● Source extract:

Durbin: Failure To Reunite Separated Children Is A Toxic Mix Of Cruelty & Incompetency
WASHINGTON—U.S. Senate Democratic Whip Dick Durbin (D-IL) today called on his Senate colleagues to oppose President Donald Trump’s cruel efforts to indefinitely detain migrant children. Durbin’s speech on the Senate floor comes one day after a federal district court’s deadline for reuniting children under the age of five that were separated from their parents under Trump’s “zero tolerance” policy.
Yesterday, the Trump administration notified the court that it had identified 102 separated children under the age of five – and that only four of these 102 children were reunited with their parents before the deadline. The Administration acknowledged it only has plans to reunite about half of these children, that they have made no effort to contact 12 parents who the government deported, and they can’t even identify the parent of one toddler. We still do not know the fate of thousands of other children who are supposed to be reunited by July 26, 2018.
"In the midst of the world’s worst refugee crisis, they [Trump Administration] want to make the situation for families fleeing persecution as painful as possible in order to deter them from seeking safe haven,” Durbin said. “Let me be clear: this Senator will do everything in his power to stop legislation that would authorize the Trump Administration to lock up migrant children in jail. It is immoral. It is shameful. It is un-American. I call on my colleagues – Republicans and Democrats – join me in opposing the Trump Administration’s cruel immigration policy.”
Video of Durbin’s remarks on the Senate floor is available here.
Audio of Durbin’s remarks on the Senate floor is available here.
The American Academy of Pediatrics and the American Medical Association have condemned Trump’s child separation policy. The President of the American Academy of Pediatrics called it, “government-sanctioned child abuse.”
Two weeks ago, Durbin wrote to President Trump and called on him to immediately announce his intention to fully comply with a federal district court’s order to return children separated under his Administration’s “zero tolerance” policy to their parents within 30 days, and within 14 days for children under age five, and to regularly update Congress on his progress towards meeting the court’s deadlines. Durbin has yet to receive a response to his letter.
In March, Durbin and 23 of his Senate colleagues pressed the U.S. Department of Homeland Security (DHS) Acting Inspector General to investigate allegations that DHS is separating the children of asylum-seekers from their parents. This request followed reports of the case of a seven-year-old girl and her mother from the Democratic Republic of Congo (DRC) who were separated for more than four months after they presented themselves at the U.S. border and sought protection in accordance with the law.

● Data excerpts:

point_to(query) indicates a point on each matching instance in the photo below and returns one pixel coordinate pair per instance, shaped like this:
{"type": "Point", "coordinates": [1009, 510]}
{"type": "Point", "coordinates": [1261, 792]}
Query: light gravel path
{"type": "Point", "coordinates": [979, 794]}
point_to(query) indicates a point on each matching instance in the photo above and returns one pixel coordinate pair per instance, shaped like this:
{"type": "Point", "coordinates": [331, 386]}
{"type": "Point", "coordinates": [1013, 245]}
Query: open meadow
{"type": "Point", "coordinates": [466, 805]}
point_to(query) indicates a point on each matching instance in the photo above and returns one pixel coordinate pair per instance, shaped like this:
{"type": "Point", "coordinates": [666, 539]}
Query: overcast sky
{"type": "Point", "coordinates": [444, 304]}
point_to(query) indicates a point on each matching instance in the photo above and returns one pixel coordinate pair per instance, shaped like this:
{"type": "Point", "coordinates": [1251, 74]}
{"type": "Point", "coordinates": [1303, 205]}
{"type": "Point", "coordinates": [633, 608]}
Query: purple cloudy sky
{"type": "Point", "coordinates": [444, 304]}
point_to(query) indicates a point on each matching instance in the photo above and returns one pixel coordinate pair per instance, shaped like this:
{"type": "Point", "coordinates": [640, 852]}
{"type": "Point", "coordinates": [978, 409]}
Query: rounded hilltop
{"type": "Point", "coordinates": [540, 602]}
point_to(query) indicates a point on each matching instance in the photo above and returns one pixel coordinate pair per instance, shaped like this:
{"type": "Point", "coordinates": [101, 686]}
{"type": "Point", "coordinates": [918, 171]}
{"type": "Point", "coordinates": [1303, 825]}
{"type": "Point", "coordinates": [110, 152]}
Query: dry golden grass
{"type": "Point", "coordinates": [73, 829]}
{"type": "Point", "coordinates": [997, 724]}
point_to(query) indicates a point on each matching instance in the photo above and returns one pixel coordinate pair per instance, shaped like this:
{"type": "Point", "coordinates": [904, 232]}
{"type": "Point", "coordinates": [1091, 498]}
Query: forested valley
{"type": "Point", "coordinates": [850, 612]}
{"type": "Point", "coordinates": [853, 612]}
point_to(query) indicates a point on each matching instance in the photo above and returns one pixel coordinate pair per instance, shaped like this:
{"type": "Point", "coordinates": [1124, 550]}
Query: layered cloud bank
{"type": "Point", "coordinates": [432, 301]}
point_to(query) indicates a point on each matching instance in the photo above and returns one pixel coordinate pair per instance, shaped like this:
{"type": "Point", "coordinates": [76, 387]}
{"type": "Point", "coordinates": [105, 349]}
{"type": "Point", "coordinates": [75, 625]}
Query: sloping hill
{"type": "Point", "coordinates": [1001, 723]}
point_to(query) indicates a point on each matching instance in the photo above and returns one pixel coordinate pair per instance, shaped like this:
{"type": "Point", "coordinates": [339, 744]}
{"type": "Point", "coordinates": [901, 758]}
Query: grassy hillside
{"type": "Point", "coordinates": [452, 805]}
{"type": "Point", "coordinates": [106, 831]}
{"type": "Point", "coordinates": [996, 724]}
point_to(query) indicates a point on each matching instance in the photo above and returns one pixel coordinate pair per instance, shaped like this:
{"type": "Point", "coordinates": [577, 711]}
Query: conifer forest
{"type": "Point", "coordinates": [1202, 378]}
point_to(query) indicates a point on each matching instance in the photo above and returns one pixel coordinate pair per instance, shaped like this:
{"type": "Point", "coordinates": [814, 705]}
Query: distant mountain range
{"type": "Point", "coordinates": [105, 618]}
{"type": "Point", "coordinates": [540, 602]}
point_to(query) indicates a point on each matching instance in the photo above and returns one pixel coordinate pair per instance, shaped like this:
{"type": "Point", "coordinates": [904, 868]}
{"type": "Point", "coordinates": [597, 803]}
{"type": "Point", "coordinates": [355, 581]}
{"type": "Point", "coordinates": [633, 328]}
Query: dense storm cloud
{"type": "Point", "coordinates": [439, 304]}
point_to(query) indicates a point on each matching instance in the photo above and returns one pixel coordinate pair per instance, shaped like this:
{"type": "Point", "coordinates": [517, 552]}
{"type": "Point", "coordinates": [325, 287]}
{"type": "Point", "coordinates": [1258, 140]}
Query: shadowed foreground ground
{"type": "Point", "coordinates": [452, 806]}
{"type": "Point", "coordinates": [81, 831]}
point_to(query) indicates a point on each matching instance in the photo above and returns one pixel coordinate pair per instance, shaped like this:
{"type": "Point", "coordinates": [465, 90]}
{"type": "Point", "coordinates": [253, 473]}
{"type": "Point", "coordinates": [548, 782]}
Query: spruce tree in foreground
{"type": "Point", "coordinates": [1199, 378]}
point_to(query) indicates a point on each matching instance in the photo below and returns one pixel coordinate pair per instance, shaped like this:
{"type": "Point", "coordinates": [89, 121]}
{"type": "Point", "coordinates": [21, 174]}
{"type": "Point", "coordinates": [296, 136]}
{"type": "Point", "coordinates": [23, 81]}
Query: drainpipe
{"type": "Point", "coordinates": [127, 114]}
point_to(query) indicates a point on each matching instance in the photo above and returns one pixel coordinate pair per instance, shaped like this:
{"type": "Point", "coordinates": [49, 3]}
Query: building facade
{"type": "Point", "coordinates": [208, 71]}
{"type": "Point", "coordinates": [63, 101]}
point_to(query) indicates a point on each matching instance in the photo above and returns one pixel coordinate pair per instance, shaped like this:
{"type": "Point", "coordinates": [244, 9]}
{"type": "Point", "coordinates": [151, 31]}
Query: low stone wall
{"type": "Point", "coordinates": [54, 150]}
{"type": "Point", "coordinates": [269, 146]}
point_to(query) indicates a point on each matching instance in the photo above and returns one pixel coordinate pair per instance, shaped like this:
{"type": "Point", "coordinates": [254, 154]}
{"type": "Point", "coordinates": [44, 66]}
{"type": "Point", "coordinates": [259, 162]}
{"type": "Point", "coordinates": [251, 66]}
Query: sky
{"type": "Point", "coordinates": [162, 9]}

● Work instructions:
a - Translate this sentence from the Durbin press release into Spanish: "Durbin has yet to receive a response to his letter."
b - Reproduce everything in the Durbin press release from "Audio of Durbin’s" down to "to his letter.".

● Solutions:
a - Durbin todavía no ha recibido respuesta a su carta.

b -
Audio of Durbin’s remarks on the Senate floor is available here.
The American Academy of Pediatrics and the American Medical Association have condemned Trump’s child separation policy. The President of the American Academy of Pediatrics called it, “government-sanctioned child abuse.”
Two weeks ago, Durbin wrote to President Trump and called on him to immediately announce his intention to fully comply with a federal district court’s order to return children separated under his Administration’s “zero tolerance” policy to their parents within 30 days, and within 14 days for children under age five, and to regularly update Congress on his progress towards meeting the court’s deadlines. Durbin has yet to receive a response to his letter.